Dataset records →
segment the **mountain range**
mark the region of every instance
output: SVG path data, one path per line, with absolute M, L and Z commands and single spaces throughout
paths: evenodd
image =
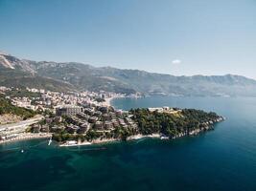
M 32 61 L 0 53 L 0 85 L 51 91 L 107 91 L 175 96 L 256 96 L 256 80 L 241 75 L 175 76 L 77 62 Z

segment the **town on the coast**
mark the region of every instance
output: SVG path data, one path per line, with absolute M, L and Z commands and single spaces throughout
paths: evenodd
M 60 146 L 86 145 L 145 137 L 162 139 L 198 135 L 223 120 L 215 113 L 171 107 L 117 110 L 116 97 L 100 92 L 58 93 L 0 87 L 0 143 L 50 138 Z

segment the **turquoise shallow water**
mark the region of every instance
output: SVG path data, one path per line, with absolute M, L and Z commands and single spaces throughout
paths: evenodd
M 122 98 L 116 108 L 174 106 L 227 117 L 214 131 L 59 148 L 46 140 L 0 145 L 0 190 L 256 190 L 256 98 Z M 24 153 L 20 152 L 24 149 Z

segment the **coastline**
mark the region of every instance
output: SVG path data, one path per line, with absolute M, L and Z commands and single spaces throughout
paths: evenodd
M 152 135 L 143 136 L 143 135 L 139 134 L 136 136 L 128 137 L 127 141 L 135 140 L 135 139 L 142 139 L 142 138 L 161 138 L 161 135 L 160 134 L 152 134 Z M 65 143 L 59 144 L 59 146 L 60 147 L 84 146 L 84 145 L 95 145 L 95 144 L 119 142 L 119 141 L 122 141 L 122 140 L 118 139 L 118 138 L 103 138 L 103 139 L 95 139 L 95 140 L 92 140 L 91 142 L 89 142 L 89 141 L 77 142 L 77 143 L 74 143 L 73 141 L 72 141 L 72 143 L 65 142 Z
M 19 134 L 17 135 L 17 137 L 10 138 L 10 139 L 0 140 L 0 144 L 19 141 L 19 140 L 39 139 L 39 138 L 52 138 L 51 133 L 38 133 L 38 134 L 24 133 L 24 134 Z

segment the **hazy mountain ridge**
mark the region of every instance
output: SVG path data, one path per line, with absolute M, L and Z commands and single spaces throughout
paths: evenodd
M 175 76 L 139 70 L 97 68 L 77 62 L 36 62 L 1 53 L 0 64 L 15 78 L 20 72 L 22 75 L 25 74 L 29 77 L 36 78 L 38 83 L 47 79 L 48 86 L 51 83 L 49 80 L 59 83 L 58 86 L 61 86 L 61 83 L 68 84 L 70 90 L 105 90 L 126 94 L 140 92 L 145 95 L 171 96 L 256 96 L 256 81 L 241 75 Z M 0 74 L 6 75 L 3 73 Z M 20 76 L 19 79 L 24 80 Z M 8 81 L 12 84 L 12 79 L 9 78 Z M 43 82 L 40 82 L 40 86 L 43 86 Z

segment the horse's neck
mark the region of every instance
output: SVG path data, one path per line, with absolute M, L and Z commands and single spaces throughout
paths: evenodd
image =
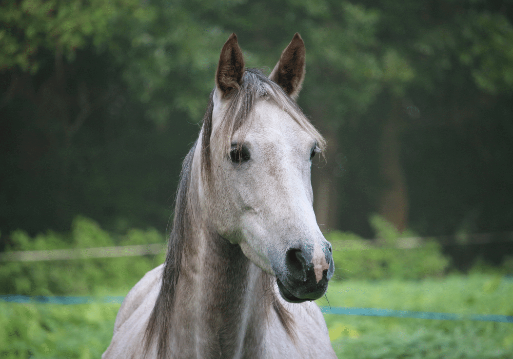
M 269 276 L 206 227 L 182 261 L 170 342 L 192 357 L 262 357 Z

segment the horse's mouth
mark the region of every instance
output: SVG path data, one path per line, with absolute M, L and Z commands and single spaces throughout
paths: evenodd
M 281 295 L 282 297 L 287 301 L 287 302 L 291 303 L 302 303 L 303 302 L 306 302 L 306 301 L 313 300 L 307 298 L 301 299 L 294 295 L 283 285 L 283 283 L 282 283 L 282 281 L 280 280 L 278 277 L 276 277 L 276 284 L 278 285 L 278 290 L 280 291 L 280 294 Z

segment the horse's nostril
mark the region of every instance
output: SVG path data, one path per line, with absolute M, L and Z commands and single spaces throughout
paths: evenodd
M 306 272 L 305 270 L 306 261 L 300 249 L 289 248 L 285 255 L 285 265 L 289 273 L 295 279 L 305 281 L 306 280 Z

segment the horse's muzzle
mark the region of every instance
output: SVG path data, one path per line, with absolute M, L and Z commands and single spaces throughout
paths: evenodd
M 331 246 L 327 244 L 324 250 L 315 254 L 300 249 L 287 250 L 285 270 L 275 271 L 280 273 L 276 279 L 280 294 L 287 302 L 313 301 L 326 293 L 334 271 Z

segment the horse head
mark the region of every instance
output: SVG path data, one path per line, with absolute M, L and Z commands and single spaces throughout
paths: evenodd
M 200 205 L 219 235 L 276 276 L 281 296 L 301 303 L 324 294 L 331 246 L 312 207 L 310 167 L 325 142 L 296 104 L 305 75 L 296 34 L 266 77 L 245 69 L 232 34 L 221 51 L 200 134 Z

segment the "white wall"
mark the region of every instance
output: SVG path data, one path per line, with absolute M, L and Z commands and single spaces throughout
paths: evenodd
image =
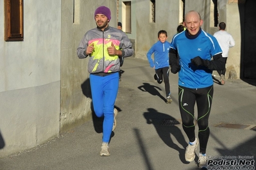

Task instructions →
Rewrite all of the entries above, changing "region" to "area" wherever it appears and keeping everything else the same. Leave the pictures out.

Task answer →
segment the **mountain range**
mark the area of every instance
output: SVG path data, one path per line, with absolute M, L and Z commands and single spaces throughout
paths: evenodd
image =
M 32 61 L 0 53 L 0 85 L 51 91 L 107 91 L 175 96 L 256 96 L 256 80 L 241 75 L 175 76 L 77 62 Z

segment the **town on the coast**
mark the area of every instance
output: SVG path data, one path per line, with absolute M, L and Z commands and single spaces throughout
paths: evenodd
M 60 146 L 86 145 L 145 137 L 162 139 L 198 135 L 223 120 L 215 113 L 171 107 L 117 110 L 116 97 L 100 92 L 58 93 L 0 87 L 0 143 L 50 138 Z

segment the **turquoise shallow water**
mark the area of every instance
output: SVG path data, one path per line, with absolute M, L and Z commands and single spaces throughout
paths: evenodd
M 122 98 L 116 108 L 174 106 L 227 117 L 214 131 L 59 148 L 46 140 L 0 145 L 0 190 L 256 190 L 256 98 Z M 24 153 L 20 152 L 24 149 Z

segment the **coastline**
mark the area of every instance
output: SVG path data, one path per line, with absolute M, L and Z commands and single spaces throughout
paths: evenodd
M 152 135 L 143 136 L 143 135 L 139 134 L 136 136 L 128 137 L 127 141 L 135 140 L 135 139 L 142 139 L 142 138 L 161 138 L 161 135 L 160 134 L 152 134 Z M 65 143 L 59 144 L 59 146 L 60 147 L 84 146 L 84 145 L 95 145 L 95 144 L 119 142 L 119 141 L 122 141 L 122 140 L 118 139 L 118 138 L 103 138 L 103 139 L 95 139 L 95 140 L 92 140 L 91 142 L 89 142 L 89 141 L 77 142 L 77 143 L 74 143 L 73 141 L 72 141 L 72 143 L 65 142 Z
M 19 134 L 17 135 L 17 137 L 10 138 L 10 139 L 0 140 L 0 144 L 19 141 L 19 140 L 39 139 L 39 138 L 52 138 L 51 133 L 38 133 L 38 134 L 24 133 L 24 134 Z

segment the **hazy mountain ridge**
mark the area of every instance
output: SVG path data, one path per line, with absolute M, L and Z commands and single spaces throughout
paths: evenodd
M 175 76 L 139 70 L 97 68 L 77 62 L 36 62 L 1 53 L 0 64 L 15 78 L 20 72 L 22 75 L 25 74 L 29 77 L 36 78 L 38 83 L 47 79 L 48 86 L 51 83 L 49 80 L 59 83 L 58 86 L 61 86 L 61 83 L 68 84 L 70 90 L 105 90 L 126 94 L 140 92 L 145 95 L 171 96 L 256 96 L 256 81 L 241 75 Z M 0 74 L 6 75 L 3 73 Z M 20 76 L 19 79 L 24 80 Z M 8 81 L 12 84 L 12 79 L 9 78 Z M 43 82 L 40 82 L 40 86 L 43 86 Z

segment the horse's neck
mark the area of every instance
output: SVG path data, one path per line, with absolute M, L and Z commands and single spaces throughout
paths: evenodd
image =
M 269 276 L 206 227 L 182 261 L 170 342 L 192 357 L 262 357 Z

segment the horse's mouth
mark the area of every instance
output: SVG path data, one path per line, with absolute M, L and Z commands and single spaces throughout
paths: evenodd
M 281 295 L 282 297 L 287 301 L 287 302 L 291 303 L 302 303 L 303 302 L 306 302 L 306 301 L 313 300 L 307 298 L 301 299 L 294 295 L 283 285 L 283 283 L 282 283 L 282 281 L 280 280 L 278 277 L 276 277 L 276 284 L 278 285 L 278 290 L 280 291 L 280 294 Z

segment the horse's nostril
mark the area of every instance
output: SVG path data, one path per line, with absolute M, L and Z commands and single spaces throughout
paths: evenodd
M 306 272 L 305 270 L 306 261 L 300 249 L 289 248 L 285 255 L 285 265 L 289 273 L 295 279 L 305 281 L 306 280 Z

segment the horse's muzzle
mark the area of every instance
output: SVG path data, one path per line, with absolute M, L and Z commands and single spaces throughout
paths: evenodd
M 331 246 L 327 244 L 324 250 L 315 254 L 300 249 L 287 250 L 285 270 L 275 271 L 280 273 L 276 279 L 280 294 L 287 302 L 313 301 L 326 293 L 334 271 Z

segment the horse head
mark the area of every instance
output: SVG path data, one path per line, with absolute M, L and Z commands and single spaces throughout
paths: evenodd
M 200 205 L 219 235 L 276 276 L 281 296 L 301 303 L 324 294 L 331 246 L 312 207 L 310 167 L 325 142 L 296 104 L 305 75 L 296 34 L 266 77 L 245 69 L 232 34 L 221 51 L 200 134 Z

segment the "white wall"
mark the area of every instance
output: SVG path data, one path per line, with absolute M, L and Z commands and single spaces throughout
paths: evenodd
image =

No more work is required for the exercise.